* _Given task_
Display every line of the material below that contains the string "sand".

Annotated coordinate records:
┄┄┄┄┄┄┄┄┄┄┄┄┄┄┄┄┄┄┄┄
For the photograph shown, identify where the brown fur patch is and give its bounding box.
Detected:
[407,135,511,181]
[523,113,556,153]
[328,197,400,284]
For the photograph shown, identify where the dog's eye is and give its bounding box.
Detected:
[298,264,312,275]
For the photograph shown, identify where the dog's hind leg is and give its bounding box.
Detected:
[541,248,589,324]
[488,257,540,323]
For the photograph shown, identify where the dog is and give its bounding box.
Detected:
┄┄┄┄┄┄┄┄┄┄┄┄┄┄┄┄┄┄┄┄
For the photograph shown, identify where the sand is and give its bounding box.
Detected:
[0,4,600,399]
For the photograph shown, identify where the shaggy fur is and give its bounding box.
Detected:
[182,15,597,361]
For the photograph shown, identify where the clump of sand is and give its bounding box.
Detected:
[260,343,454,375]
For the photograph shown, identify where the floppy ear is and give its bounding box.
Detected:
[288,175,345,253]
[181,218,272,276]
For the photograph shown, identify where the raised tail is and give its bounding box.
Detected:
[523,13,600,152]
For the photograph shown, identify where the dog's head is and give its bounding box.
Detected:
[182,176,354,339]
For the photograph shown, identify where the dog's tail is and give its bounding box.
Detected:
┄┄┄┄┄┄┄┄┄┄┄┄┄┄┄┄┄┄┄┄
* _Answer_
For the photograph shown, identify where the sand is and give its bounding box.
For the photograph shown, identify where the clump of sand is and give its bounding box.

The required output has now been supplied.